**RECORDS SUPPLIED**
Start of Block

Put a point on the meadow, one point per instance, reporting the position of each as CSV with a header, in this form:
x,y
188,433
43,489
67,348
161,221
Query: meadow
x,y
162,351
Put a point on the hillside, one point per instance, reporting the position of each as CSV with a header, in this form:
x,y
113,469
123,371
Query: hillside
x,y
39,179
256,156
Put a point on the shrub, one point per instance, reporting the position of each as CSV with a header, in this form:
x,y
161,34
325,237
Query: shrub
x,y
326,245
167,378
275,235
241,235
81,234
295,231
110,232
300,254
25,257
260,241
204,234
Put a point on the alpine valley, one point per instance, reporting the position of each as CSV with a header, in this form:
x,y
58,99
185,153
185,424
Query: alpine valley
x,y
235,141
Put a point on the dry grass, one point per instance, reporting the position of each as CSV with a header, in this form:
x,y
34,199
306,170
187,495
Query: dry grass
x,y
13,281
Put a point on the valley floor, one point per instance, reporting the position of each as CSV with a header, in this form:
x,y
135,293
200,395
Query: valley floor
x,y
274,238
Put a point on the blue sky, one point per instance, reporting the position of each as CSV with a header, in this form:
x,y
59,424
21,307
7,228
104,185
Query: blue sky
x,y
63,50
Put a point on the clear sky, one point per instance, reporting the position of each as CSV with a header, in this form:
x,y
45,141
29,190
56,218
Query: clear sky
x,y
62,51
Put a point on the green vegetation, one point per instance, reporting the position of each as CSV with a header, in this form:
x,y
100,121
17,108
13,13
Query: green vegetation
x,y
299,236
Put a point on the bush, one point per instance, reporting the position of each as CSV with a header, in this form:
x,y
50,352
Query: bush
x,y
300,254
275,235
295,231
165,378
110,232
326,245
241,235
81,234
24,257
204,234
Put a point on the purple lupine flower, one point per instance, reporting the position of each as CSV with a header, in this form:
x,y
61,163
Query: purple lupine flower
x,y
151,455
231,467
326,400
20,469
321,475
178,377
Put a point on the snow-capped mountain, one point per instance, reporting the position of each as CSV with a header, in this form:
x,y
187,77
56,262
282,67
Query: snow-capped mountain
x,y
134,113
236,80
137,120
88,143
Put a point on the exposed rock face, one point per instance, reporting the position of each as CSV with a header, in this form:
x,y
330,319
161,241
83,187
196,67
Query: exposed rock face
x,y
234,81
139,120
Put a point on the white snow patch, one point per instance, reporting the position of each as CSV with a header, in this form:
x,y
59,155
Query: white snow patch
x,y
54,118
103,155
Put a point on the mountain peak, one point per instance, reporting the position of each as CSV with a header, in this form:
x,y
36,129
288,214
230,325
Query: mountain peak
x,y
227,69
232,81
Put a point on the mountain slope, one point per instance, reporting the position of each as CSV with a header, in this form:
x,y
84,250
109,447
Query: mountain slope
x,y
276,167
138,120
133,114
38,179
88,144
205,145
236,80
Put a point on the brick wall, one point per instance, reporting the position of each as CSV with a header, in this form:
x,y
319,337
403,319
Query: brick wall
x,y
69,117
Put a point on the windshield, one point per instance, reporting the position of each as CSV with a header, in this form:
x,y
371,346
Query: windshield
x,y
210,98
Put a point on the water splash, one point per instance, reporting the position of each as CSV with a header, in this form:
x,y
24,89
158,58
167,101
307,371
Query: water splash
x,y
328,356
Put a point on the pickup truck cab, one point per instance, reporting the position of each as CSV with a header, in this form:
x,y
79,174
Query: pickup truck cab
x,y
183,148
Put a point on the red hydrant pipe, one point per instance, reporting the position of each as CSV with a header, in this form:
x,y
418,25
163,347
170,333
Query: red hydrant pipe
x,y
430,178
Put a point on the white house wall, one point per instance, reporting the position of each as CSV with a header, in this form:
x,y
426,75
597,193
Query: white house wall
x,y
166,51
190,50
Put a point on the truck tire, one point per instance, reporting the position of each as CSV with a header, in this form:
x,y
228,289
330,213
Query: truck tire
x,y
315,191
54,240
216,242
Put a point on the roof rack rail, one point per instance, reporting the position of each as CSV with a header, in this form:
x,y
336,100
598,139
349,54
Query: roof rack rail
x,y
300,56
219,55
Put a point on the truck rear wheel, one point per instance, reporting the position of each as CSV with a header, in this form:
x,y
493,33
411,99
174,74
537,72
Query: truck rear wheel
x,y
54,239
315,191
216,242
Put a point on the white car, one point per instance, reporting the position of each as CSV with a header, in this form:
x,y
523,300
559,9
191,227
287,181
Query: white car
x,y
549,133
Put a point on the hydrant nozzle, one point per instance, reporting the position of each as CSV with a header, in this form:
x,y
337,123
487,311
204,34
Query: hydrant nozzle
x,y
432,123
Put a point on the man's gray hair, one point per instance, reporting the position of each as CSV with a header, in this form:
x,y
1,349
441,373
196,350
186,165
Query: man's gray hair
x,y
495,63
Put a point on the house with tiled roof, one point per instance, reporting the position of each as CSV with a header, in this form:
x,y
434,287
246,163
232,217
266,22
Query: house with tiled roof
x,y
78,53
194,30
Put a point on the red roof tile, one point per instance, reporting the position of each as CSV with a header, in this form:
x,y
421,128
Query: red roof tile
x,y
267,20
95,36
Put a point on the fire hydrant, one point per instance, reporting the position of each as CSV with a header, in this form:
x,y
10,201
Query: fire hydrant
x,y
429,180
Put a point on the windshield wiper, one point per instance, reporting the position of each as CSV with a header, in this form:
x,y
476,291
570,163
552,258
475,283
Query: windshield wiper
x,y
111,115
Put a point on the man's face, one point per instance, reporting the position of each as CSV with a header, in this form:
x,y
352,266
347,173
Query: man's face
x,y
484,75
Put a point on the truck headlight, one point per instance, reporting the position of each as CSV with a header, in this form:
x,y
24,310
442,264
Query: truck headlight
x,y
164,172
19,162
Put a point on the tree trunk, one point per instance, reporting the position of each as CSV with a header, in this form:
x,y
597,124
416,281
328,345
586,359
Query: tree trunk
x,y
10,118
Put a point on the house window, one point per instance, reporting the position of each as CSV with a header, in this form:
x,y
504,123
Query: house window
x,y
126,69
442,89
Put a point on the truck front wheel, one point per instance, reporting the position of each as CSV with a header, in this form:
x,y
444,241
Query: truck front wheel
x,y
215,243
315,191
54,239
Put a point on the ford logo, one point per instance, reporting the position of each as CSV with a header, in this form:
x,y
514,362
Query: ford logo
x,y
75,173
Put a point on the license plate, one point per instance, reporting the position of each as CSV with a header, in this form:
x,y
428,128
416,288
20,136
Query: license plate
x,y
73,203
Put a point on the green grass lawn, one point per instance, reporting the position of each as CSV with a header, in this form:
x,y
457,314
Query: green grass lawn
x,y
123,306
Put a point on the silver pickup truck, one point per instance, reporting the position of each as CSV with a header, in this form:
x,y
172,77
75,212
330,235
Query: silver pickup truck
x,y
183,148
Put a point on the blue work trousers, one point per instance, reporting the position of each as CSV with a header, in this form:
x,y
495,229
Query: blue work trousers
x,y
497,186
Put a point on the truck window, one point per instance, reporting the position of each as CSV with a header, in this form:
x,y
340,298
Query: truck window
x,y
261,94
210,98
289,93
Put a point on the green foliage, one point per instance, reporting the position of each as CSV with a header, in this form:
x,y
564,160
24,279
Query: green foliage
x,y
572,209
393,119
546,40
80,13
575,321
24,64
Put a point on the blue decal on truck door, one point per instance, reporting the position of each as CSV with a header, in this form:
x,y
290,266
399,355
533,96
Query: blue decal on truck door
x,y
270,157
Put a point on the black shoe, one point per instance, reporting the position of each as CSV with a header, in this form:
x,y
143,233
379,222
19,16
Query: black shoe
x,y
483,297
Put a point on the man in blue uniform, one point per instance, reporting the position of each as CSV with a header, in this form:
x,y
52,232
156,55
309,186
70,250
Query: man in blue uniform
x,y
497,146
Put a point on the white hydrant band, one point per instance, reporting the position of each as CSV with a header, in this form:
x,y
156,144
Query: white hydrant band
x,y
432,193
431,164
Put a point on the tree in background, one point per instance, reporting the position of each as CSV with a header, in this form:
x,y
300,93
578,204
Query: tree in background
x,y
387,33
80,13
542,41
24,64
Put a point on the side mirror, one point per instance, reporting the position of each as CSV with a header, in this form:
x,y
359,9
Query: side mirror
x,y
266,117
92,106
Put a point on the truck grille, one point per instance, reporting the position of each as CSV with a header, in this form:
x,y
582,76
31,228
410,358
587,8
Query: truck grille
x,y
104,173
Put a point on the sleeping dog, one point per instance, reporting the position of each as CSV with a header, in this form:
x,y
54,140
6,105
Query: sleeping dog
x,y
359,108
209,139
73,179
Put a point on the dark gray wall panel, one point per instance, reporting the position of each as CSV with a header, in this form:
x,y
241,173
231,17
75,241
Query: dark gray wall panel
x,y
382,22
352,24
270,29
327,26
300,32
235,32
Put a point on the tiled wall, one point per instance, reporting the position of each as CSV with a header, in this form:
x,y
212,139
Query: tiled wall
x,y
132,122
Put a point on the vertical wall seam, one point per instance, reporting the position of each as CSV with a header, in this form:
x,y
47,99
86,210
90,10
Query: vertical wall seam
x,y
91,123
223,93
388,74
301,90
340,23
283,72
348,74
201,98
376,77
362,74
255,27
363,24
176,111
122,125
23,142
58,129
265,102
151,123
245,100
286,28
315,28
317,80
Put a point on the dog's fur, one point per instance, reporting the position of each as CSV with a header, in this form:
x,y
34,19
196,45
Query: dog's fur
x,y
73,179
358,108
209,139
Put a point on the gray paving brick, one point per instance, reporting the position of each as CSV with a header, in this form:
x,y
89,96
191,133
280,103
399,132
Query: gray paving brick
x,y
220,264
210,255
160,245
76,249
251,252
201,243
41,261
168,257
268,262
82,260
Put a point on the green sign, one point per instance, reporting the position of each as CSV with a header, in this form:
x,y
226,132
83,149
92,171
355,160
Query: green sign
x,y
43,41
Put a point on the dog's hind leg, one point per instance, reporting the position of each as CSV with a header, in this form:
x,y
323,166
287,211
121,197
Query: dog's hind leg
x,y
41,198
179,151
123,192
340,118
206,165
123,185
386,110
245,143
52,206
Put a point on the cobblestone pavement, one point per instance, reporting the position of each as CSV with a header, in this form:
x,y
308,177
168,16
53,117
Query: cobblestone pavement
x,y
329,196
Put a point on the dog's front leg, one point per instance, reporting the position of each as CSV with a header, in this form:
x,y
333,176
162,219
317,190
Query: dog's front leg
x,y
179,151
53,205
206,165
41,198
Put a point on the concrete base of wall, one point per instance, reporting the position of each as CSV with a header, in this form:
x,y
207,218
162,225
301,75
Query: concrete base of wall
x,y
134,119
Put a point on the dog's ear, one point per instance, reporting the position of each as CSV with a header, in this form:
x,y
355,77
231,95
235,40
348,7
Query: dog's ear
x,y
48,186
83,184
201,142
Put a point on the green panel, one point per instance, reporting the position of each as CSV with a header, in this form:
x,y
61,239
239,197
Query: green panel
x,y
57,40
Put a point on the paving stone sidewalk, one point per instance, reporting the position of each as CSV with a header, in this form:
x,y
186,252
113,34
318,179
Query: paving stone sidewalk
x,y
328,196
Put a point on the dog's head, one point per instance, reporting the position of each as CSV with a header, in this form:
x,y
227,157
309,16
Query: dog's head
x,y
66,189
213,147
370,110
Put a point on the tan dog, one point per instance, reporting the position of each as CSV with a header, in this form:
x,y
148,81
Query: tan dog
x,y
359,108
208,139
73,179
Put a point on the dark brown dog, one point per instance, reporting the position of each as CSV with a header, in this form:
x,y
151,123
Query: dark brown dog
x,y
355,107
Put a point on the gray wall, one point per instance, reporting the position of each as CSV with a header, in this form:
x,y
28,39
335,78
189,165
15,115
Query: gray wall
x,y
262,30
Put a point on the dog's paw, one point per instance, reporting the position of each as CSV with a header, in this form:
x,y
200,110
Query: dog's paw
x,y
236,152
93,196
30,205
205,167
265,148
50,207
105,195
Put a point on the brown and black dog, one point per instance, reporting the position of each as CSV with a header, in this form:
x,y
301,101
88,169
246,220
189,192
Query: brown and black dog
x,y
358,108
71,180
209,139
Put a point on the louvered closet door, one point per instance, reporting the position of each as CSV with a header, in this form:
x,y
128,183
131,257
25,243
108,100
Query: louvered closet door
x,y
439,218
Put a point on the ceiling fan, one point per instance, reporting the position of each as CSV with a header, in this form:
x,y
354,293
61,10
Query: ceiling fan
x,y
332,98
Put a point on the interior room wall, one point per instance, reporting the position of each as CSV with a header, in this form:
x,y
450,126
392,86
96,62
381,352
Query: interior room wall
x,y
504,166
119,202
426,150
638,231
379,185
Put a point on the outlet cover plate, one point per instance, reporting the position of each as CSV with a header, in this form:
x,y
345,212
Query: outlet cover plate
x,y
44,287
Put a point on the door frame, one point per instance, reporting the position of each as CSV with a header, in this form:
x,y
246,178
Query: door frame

End of Block

Count each line of the material that includes "frame", and reply with only the count.

2